:: GIVEN REQUEST A ::
Count the lines of the records that contain the word "angel", treating uppercase and lowercase as different, and give only the number.

:: PASSAGE TO READ ::
════════
First thing to know is that on average speeds problems weight is time. It means on which leg you spend more time traveling your average speed will be closer to the speed at which you traveled that leg.

If you spend the same amount of time on each leg your average speed will be average of your actual speeds, regardless of how much distance you traveled at each leg.

Let’s say first you traveled for 3 hours at 40 miles per hour. And then you traveled for 3 hours at 60 m/h. Because you spend equal amount of time on each leg your average speed will be 50 miles per hour. Which is (60 + 40)/2 = 50 miles per hour. You need to internalize this concept in order to do this kind of problems fast.

To come back to our problem. Lets make x equal to 50 percent. Because distance of each leg is equal, time spent on the first leg will be greater than the time spent on the second leg. Mean of 40 and 60 is 50. But because Francie spent more time at 40 mph, her average speed for entire trip will be closer to 40 mph than to 60 mph. In other words her average speed will be between 40 and 50 mph.
════════
:: GIVEN REQUEST B ::
In the explanation of average speed above, what average speed results from traveling 3 hours at 40 miles per hour and then 3 hours at 60 miles per hour?

[Coordinate annotation records]
════════
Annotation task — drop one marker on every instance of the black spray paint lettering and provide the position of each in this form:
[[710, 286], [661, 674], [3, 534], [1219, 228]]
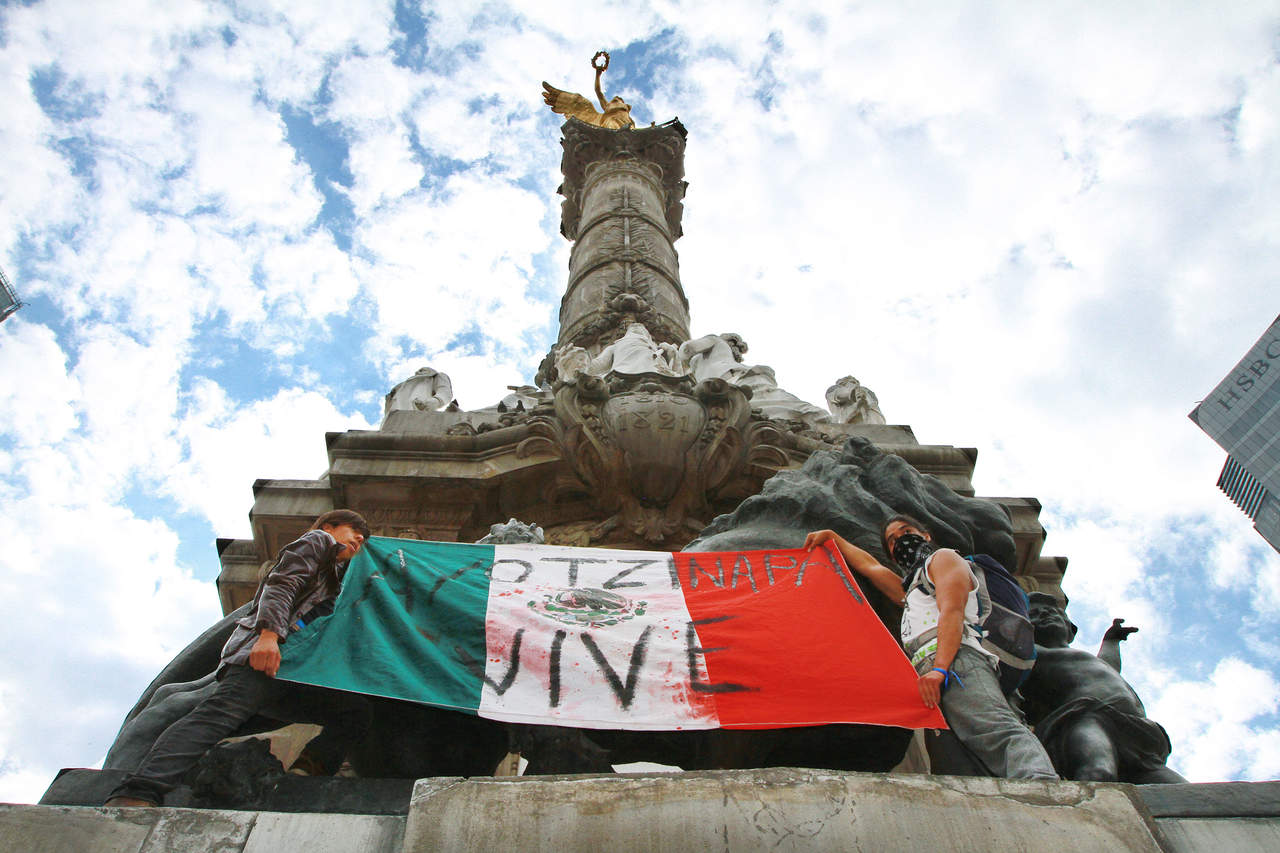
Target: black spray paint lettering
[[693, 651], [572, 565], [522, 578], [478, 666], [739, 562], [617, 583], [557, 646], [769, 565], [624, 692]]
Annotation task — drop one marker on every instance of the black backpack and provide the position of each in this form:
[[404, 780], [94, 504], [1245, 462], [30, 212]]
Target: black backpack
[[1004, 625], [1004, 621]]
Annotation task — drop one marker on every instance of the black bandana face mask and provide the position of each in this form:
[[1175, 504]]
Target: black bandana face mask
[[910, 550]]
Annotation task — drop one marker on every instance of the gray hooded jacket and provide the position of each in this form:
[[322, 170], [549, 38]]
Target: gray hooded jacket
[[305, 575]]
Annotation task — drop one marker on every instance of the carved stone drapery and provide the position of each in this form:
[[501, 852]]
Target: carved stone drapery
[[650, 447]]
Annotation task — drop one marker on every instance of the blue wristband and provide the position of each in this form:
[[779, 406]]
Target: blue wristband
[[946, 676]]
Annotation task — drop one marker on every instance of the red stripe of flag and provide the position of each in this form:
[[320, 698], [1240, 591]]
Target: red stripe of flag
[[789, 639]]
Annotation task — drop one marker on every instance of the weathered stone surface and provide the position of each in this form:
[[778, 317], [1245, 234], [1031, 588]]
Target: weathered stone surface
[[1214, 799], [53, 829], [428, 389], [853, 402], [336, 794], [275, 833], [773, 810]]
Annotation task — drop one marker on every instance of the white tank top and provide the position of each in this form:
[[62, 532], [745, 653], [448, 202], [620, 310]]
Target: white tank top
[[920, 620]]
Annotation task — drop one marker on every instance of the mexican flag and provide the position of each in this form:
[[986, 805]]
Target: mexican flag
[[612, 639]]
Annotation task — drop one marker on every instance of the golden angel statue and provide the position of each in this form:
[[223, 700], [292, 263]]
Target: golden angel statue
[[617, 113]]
════════
:: TASK ANSWER A ::
2

:: TASK ANSWER B ::
50 miles per hour.